• **REQUIRED ACTION**: Repeat the records exactly. Every line must match.

• **WORKING DATA**:
►
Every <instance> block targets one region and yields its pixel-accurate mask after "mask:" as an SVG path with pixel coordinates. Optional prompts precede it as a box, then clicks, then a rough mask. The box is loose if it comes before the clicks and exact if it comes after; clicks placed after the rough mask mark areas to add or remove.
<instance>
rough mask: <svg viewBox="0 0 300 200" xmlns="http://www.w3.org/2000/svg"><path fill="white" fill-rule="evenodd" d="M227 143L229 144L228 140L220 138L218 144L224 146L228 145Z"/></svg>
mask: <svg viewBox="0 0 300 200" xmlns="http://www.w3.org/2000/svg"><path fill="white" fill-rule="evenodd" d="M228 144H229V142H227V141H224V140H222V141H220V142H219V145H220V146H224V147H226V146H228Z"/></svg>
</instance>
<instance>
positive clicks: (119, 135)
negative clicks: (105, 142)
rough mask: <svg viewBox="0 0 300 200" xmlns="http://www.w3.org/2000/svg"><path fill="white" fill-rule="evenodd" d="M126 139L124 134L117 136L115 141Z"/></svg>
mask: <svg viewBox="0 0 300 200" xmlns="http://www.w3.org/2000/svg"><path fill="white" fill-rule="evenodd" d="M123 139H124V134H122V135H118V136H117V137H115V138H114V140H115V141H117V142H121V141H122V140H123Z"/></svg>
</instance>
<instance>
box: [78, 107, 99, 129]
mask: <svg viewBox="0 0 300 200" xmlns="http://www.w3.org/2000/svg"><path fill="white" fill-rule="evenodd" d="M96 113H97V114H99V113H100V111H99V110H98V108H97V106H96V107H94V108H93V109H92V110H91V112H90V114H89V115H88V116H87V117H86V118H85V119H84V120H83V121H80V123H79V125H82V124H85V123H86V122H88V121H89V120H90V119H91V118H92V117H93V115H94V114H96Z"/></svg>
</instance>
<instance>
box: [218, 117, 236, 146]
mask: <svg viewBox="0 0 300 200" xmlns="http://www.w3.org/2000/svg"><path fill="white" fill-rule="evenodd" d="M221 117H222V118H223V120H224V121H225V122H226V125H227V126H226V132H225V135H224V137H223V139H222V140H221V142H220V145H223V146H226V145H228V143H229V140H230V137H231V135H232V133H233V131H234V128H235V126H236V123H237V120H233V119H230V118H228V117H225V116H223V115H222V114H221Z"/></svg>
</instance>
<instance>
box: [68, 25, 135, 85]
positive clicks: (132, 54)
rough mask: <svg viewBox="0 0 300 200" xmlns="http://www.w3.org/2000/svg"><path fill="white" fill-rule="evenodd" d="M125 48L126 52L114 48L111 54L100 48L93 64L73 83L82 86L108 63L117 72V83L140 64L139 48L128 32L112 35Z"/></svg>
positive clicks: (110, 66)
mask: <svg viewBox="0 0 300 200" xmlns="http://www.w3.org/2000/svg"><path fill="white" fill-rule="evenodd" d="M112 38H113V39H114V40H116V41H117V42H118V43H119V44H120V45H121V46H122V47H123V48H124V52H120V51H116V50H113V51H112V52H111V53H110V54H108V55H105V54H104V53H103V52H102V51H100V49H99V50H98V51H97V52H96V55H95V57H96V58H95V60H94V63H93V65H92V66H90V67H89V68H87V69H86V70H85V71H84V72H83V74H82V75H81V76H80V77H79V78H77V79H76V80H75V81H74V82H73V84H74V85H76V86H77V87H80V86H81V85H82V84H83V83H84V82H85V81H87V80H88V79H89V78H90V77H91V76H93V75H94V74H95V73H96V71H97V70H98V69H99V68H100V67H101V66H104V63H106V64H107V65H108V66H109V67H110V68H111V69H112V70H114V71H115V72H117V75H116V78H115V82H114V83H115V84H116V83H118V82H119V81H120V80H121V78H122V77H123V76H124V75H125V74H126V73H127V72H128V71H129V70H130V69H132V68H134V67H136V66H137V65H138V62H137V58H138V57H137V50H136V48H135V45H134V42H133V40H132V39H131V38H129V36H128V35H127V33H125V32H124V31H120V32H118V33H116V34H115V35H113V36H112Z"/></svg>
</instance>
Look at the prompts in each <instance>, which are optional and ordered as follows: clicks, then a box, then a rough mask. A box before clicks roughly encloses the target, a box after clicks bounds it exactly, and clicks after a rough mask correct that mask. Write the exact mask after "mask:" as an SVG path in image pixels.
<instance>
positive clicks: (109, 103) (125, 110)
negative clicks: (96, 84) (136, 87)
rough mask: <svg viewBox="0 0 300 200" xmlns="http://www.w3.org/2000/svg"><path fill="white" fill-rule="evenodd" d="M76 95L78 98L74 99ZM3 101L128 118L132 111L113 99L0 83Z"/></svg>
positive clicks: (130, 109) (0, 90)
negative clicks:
◄
• **OUTPUT BELOW**:
Every <instance> block targets one region and yields its pixel-accurate mask after "mask:" as an SVG path with pixel coordinates. Optional prompts precede it as a box, then clicks, then a rough mask. The box is loose if it comes before the clicks and exact if it comes after; clicks placed after the rough mask mark areas to add or remove.
<instance>
rough mask: <svg viewBox="0 0 300 200" xmlns="http://www.w3.org/2000/svg"><path fill="white" fill-rule="evenodd" d="M227 143L229 144L228 140L220 138L218 144L224 146L228 145Z"/></svg>
mask: <svg viewBox="0 0 300 200" xmlns="http://www.w3.org/2000/svg"><path fill="white" fill-rule="evenodd" d="M228 144H229V142H227V141H224V140H222V141H220V142H219V145H220V146H224V147H226V146H228Z"/></svg>
</instance>
<instance>
positive clicks: (119, 135)
negative clicks: (105, 142)
rough mask: <svg viewBox="0 0 300 200" xmlns="http://www.w3.org/2000/svg"><path fill="white" fill-rule="evenodd" d="M126 139L124 134L117 136L115 141Z"/></svg>
mask: <svg viewBox="0 0 300 200" xmlns="http://www.w3.org/2000/svg"><path fill="white" fill-rule="evenodd" d="M123 139H124V134H122V135H118V136H117V137H115V138H114V140H115V141H117V142H121V141H122V140H123Z"/></svg>
</instance>
<instance>
box: [78, 107, 99, 129]
mask: <svg viewBox="0 0 300 200" xmlns="http://www.w3.org/2000/svg"><path fill="white" fill-rule="evenodd" d="M96 113H97V114H99V113H100V111H99V110H98V108H97V106H96V107H94V108H93V109H92V110H91V112H90V114H89V115H88V116H87V117H86V118H85V119H84V120H83V121H80V123H79V125H82V124H85V123H86V122H88V121H89V120H90V119H91V118H92V117H93V115H94V114H96Z"/></svg>
</instance>
<instance>
box: [218, 117, 236, 146]
mask: <svg viewBox="0 0 300 200" xmlns="http://www.w3.org/2000/svg"><path fill="white" fill-rule="evenodd" d="M221 117H222V118H223V120H224V121H225V122H226V125H227V126H226V132H225V135H224V137H223V139H222V140H221V142H220V145H223V146H226V145H228V143H229V140H230V137H231V135H232V133H233V131H234V128H235V126H236V123H237V120H233V119H230V118H228V117H225V116H223V115H222V114H221Z"/></svg>
</instance>
<instance>
box: [68, 25, 135, 85]
positive clicks: (132, 54)
rough mask: <svg viewBox="0 0 300 200" xmlns="http://www.w3.org/2000/svg"><path fill="white" fill-rule="evenodd" d="M125 48L126 52L114 48L111 54L100 48L93 64L73 83L82 86L108 63L117 72V83L140 64L139 48L128 32L112 35Z"/></svg>
positive clicks: (110, 66)
mask: <svg viewBox="0 0 300 200" xmlns="http://www.w3.org/2000/svg"><path fill="white" fill-rule="evenodd" d="M112 38H113V39H114V40H116V41H117V42H118V43H119V44H120V45H121V46H122V47H123V48H124V52H120V51H116V50H113V51H112V52H111V53H110V54H108V55H105V54H104V53H103V52H102V51H100V49H99V50H98V51H97V52H96V55H95V57H96V58H95V60H94V63H93V65H92V66H90V67H89V68H87V69H86V70H85V71H84V72H83V74H82V75H81V76H80V77H79V78H77V79H76V80H75V81H74V82H73V84H74V85H76V86H77V87H80V86H81V85H82V84H83V83H84V82H85V81H87V80H88V79H89V78H90V77H91V76H93V75H94V74H95V73H96V71H97V70H98V69H99V68H100V67H101V66H104V63H106V64H107V65H108V66H109V67H110V68H111V69H112V70H114V71H115V72H117V75H116V78H115V82H114V83H115V84H116V83H118V82H119V81H120V80H121V78H122V77H123V76H124V75H125V74H126V73H127V72H128V71H129V70H130V69H132V68H134V67H136V66H137V65H138V62H137V58H138V57H137V50H136V48H135V45H134V42H133V40H132V39H131V38H129V36H128V35H127V33H125V32H124V31H120V32H118V33H116V34H115V35H113V36H112Z"/></svg>
</instance>
Look at the prompts in each <instance>, which are optional and ordered as follows: clicks, then a box, then a rough mask. A box before clicks roughly encloses the target, a box after clicks bounds it exactly, and clicks after a rough mask correct that mask. Write the exact mask after "mask:" as an SVG path in image pixels.
<instance>
positive clicks: (109, 103) (125, 110)
negative clicks: (96, 84) (136, 87)
rough mask: <svg viewBox="0 0 300 200" xmlns="http://www.w3.org/2000/svg"><path fill="white" fill-rule="evenodd" d="M76 95L78 98L74 99ZM3 101L128 118L132 111L113 99L0 83Z"/></svg>
positive clicks: (130, 109) (0, 90)
negative clicks:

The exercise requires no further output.